BEGIN INPUT ROWS
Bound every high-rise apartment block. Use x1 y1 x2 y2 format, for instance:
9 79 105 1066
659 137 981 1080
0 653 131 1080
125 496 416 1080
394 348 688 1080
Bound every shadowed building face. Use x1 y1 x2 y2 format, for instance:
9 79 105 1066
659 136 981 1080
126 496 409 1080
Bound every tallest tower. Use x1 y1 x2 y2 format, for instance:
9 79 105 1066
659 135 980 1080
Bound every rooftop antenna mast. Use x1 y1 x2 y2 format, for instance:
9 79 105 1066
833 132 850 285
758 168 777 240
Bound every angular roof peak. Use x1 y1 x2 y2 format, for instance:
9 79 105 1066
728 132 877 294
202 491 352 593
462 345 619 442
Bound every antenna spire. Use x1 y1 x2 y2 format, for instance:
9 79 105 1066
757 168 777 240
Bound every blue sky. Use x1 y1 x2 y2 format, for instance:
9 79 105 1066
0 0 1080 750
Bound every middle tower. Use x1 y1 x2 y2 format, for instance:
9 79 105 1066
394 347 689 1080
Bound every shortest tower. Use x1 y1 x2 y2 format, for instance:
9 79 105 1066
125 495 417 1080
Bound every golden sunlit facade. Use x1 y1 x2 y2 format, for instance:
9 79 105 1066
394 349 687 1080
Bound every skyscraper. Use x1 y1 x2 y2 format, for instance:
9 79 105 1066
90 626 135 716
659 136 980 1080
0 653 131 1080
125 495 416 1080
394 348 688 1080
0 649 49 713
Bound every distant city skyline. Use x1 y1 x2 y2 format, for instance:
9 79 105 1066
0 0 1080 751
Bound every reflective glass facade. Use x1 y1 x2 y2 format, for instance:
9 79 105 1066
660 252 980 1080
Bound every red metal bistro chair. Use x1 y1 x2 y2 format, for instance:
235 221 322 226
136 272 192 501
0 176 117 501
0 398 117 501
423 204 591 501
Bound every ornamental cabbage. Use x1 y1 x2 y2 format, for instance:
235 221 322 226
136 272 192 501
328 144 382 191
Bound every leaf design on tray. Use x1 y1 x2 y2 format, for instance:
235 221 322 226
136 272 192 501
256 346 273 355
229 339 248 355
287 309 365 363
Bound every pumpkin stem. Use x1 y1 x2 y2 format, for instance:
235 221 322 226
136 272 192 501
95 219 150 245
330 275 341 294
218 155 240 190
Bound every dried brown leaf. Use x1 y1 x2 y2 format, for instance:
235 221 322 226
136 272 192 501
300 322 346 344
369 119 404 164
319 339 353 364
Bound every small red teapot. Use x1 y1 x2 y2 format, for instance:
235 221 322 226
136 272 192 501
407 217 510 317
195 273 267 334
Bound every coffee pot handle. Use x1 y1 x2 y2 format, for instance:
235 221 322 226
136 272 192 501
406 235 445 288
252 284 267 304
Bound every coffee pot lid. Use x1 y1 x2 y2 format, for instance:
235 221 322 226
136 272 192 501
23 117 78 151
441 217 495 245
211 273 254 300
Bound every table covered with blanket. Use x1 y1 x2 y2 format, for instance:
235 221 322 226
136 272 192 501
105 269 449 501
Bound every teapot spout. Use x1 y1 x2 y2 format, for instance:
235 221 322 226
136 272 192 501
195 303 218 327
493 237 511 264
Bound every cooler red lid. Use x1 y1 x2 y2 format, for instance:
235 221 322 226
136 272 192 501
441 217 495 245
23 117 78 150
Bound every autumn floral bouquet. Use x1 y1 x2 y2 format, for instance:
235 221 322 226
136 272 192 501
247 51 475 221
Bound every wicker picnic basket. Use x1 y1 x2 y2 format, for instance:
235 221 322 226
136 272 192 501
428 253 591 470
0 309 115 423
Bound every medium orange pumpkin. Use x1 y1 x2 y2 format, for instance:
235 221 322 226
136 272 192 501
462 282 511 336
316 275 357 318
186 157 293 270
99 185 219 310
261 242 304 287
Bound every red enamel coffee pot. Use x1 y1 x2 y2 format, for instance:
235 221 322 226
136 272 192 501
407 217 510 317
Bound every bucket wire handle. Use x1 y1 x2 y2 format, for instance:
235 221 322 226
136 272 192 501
END INPUT ROWS
THE TASK: Rescale the entries, starting at the line that contains "Bound every distant" and stopping after the line that contains "247 51 475 221", and reproduce every line in that span with the requests and their format samples unchanged. In the answers only, multiply each bounding-box coordinate by 0.25 and round it to a whole number, with halves rounding up.

ANSWER TO THIS EXERCISE:
Bound every distant city skyline. Use x1 y1 x2 y2 format, for instance:
9 79 105 1066
0 0 270 188
Bound every reflective glass facade. Use x1 y1 x2 y2 format, for instance:
9 79 105 1066
165 63 245 270
Bound every red metal bistro chair. Use x1 y1 x2 y2 format, for instance:
235 221 322 226
136 272 192 501
0 44 29 125
0 100 29 125
106 51 148 125
Bound every ornamental cabbage. Use x1 y1 x2 y2 format, for instance:
235 221 322 226
136 272 192 501
82 36 96 48
Bound every leaf design on tray. Use x1 y1 x2 y2 format, for instance:
235 221 322 226
136 272 192 501
64 87 68 89
57 85 62 89
72 77 91 91
Bound every pumpkin stem. Use x1 y1 x2 y2 format, for instance:
235 221 322 226
136 272 192 501
24 55 38 61
83 69 85 74
55 39 60 48
Bound every dried brown leaf. Use x1 y1 x2 y2 format, for instance:
235 221 322 226
136 272 192 501
75 81 87 86
92 30 101 41
80 85 88 91
Bound every small red teapot. Use x1 y1 x2 y2 format, for instance:
235 221 322 226
136 272 192 501
102 54 128 79
49 68 67 84
Bound every coffee pot handle. Use x1 y1 x2 y2 format, for instance:
235 221 322 226
136 272 192 501
102 59 111 72
63 71 67 76
Bound every coffee pot lid. Use x1 y1 x2 y2 format, for instance:
235 221 322 226
136 272 192 501
6 29 20 38
110 54 124 61
53 68 64 75
Bound every table covered with blanket. Use x1 y1 x2 y2 format, for instance:
235 221 322 226
136 272 192 501
26 67 112 125
Bound every teapot spout. Use x1 y1 x2 y2 format, for instance:
235 221 322 226
136 272 192 501
49 76 55 82
123 59 128 66
Bound every cooler red lid. Use x1 y1 x2 y2 format, for instance:
235 221 322 226
136 272 192 501
110 54 124 61
6 29 20 38
Bound every autumn floral bouquet. Use x1 y1 x2 y2 format, for instance:
235 221 322 226
136 272 192 501
62 13 119 55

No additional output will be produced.